• [Okuma Metni]:
::::
Yeni nesil bütünleşik güvenlik çözümleri zorunlu hale geldi


Gelişen teknolojiyle birlikte pek çok cihazın, pek çok uygulamanın ve dolayısıyla çok sayıda insanın sisteme dahil olması sistemi daha riskli bir hale getiriyor. Buna karşın yeni nesil bütünleşik tehdit yönetim çözümleri ön plana çıkıyor.
Arbor Networks Güneydoğu Avrupa Bölge Müdürü Ivan Straneiro, günümüzdeki gelişmiş tehditlerin önüne geçmek için, ağların içerisinden ve dışarıdan gelebilecek güvenlik tehditlerine karşı hazırlıklı olmak ve bu tehditleri kısa sürede tespit edip engellemenin mümkün olduğunu söyledi ve ekledi: “Özellikle bulut teknolojileri, sanallaşmada artış ve farklı cihazların kullanımını artıran (BYOD) uygulamaları, şirketlerin ağlarının içerisinde ne olup bittiğini daha detaylı görüp analiz etmelerini gerektirmektedir.”
ESET Türkiye Teknik Müdürü Erkan Tuğral teknolojideki yeni eğilimlerle ilgili şunları söyledi: “Bilişim sektörü ilerledikçe, kullandığımız yazılımlar, donanımlar ve yapabilirliklerimiz de gelişme sürecine girmiş oldu. Günümüzde birçok yerde karşımıza çıkmaya başlayan bulut teknolojisi de işte bu gelişmelerden biridir. Şu anda bulut teknolojisine ısınma evresinde olan birçok işletmenin yakın zamanda bu teknolojiyi benimseyeceklerini ve avantajlarından yararlanacaklarına inanıyoruz.”
Tuğral, son yıllarda ortaya çıkan tehditleri ise şöyle açıkladı: “Son 1-2 yılda öne çıkan BYOD (kendi cihazını getir) bir eğilim haline geldi. Ancak bu eğilimin özellikle bütünleşik güvenlik yönetimini ciddi şekilde zorlaştırdığı bir gerçek. Burada kurumun bilgi işlem yönetiminin seçmediği ve dolayısıyla çok da hâkim olunmayan farklı cihazlardan oluşan bir karmaşa içine giriyorsunuz. Android, iOS, Embedded Linux, Windows RT vb. gibi bilinen ama cihaz güncellemeleri bile cihazdan cihaza değişen farklı işletim sistemler ile tamamen üreticiye özel kapalı sistemleri bir arada sisteminize dahil etmiş oluyorsunuz. Böylece bu cihazların herhangi birinde yer alabilecek güvenlik zafiyetleri güvenlik yapılandırmanızda bir kapı açmış oluyor. Bu anlamda bu türden kurum dışı cihazların erişim düzeyini minimum yetkiyle maksimum kontrollü bir şekilde verecek yöntemler kullanan sistemlerin ağ yapılarına dâhil edilmesi şart.
“Cihaz erişim güvenliğine dikkat edilmeli”
::::
• [Veri Kümesi Kesiti]:
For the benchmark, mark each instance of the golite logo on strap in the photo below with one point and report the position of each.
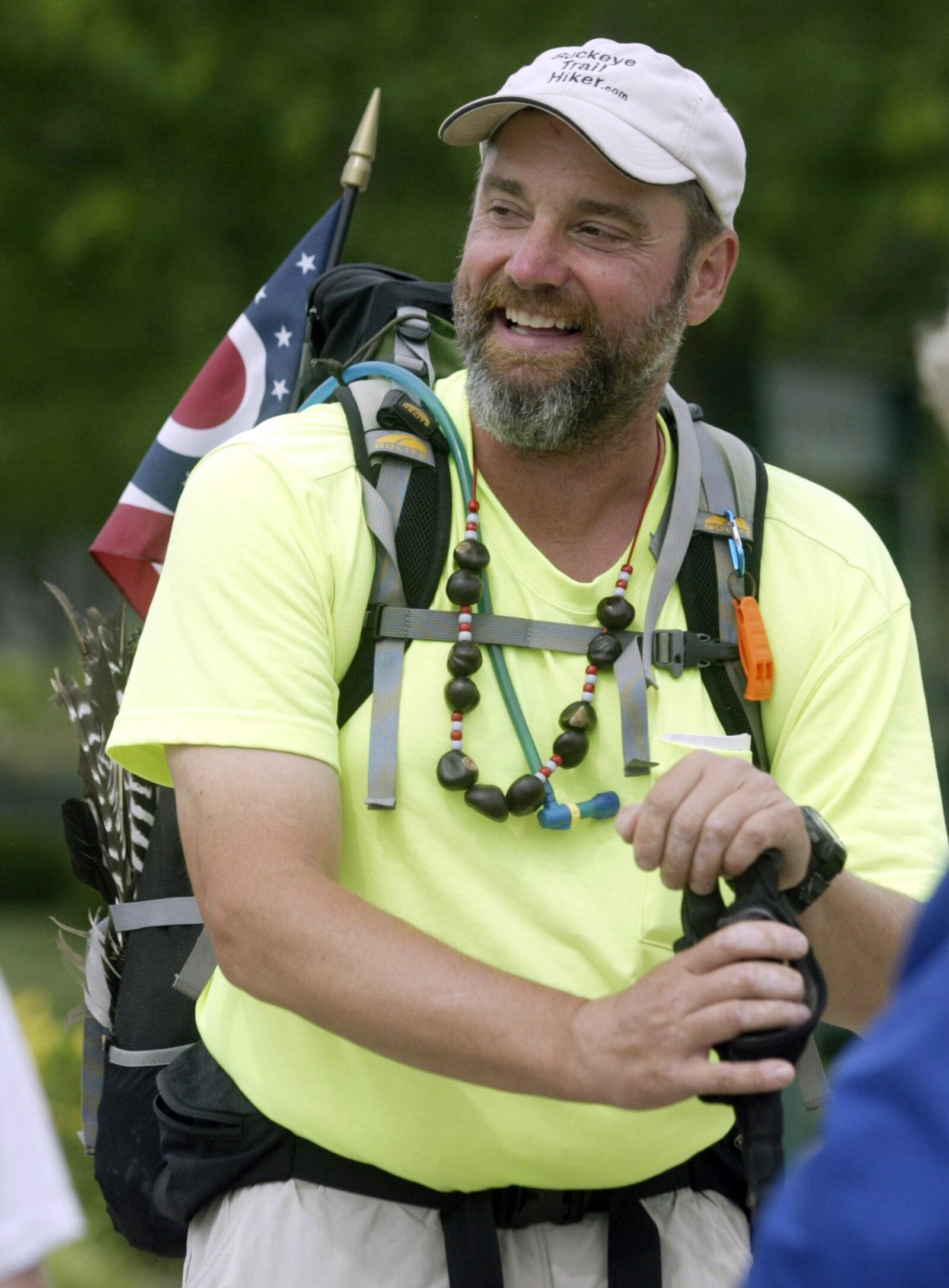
::::
• [Görev Tanımı]:
Yeni nesil bütünleşik güvenlik çözümleri üzerine yazıyı kaldığı yerden sürdürün.

• [Görevin Yanıtı]:
IBM Türk Güvenlik Ürünleri Satış Müdürü Pelin Konakçı ise yeni teknolojilerle gelen tehditlerle ilgili şunları söyledi: “Yeni teknolojileri kucaklayan iş modellerinin benimsenmesi ve artan bağlantı dönemi siber güvenlik riskini artıyor. Yeni riskler veri hırsızlıklarından, bulut, mobil ve sosyal medyaya dek çeşitli ortam ve alanlarda yükselen teknolojilerin artan kullanımıyla ortaya çıkan tehditleri kapsıyor.”
Konakçı şöyle devam etti: “Android üzerine geliştirilmiş kötücül yazılımların sayılarında da ciddi bir artış oldu. Saldırıların önemli bir kısmı mobil uygulamaları ve popüler profil veri tabanlarını hedef aldı. Obad Truva Atı, kötücül yazılımcılarının daha esnek ve tehlikeli Android kötücül saldırılarına yatırım yaptığının bir göstergesi olduğunu söylüyor. Mobil verilerin güvenliğinin sağlanmasına yönelik geleneksel yaklaşımlar ise geçerliliğini yitiriyor. CISO’lar “kendi cihazını getir” politikalarını yeniden gözden geçirmeli ve cihaz erişim güvenliği politikaları ile ilgili riskleri belirlemek durumundalar. Mevcut yapılardan bulut modeline geçişte güvenlikle ilgili en önemli endişeler; sanal ortamları hedefleyen tehdit ve saldırılar, güvenli paylaşımın sağlanması, güvenlik politikaları ile uyumluluk kontrolünün zor olduğu provizyonlama ortamında veriyi korumak olarak açıklanabilir. Bu ortamda, gelişmiş saldırılar karşısında ek savunma sunabilecek tehdit saptama, analiz ve iyileştirme konusunda geniş yeteneklere ihtiyaç var.”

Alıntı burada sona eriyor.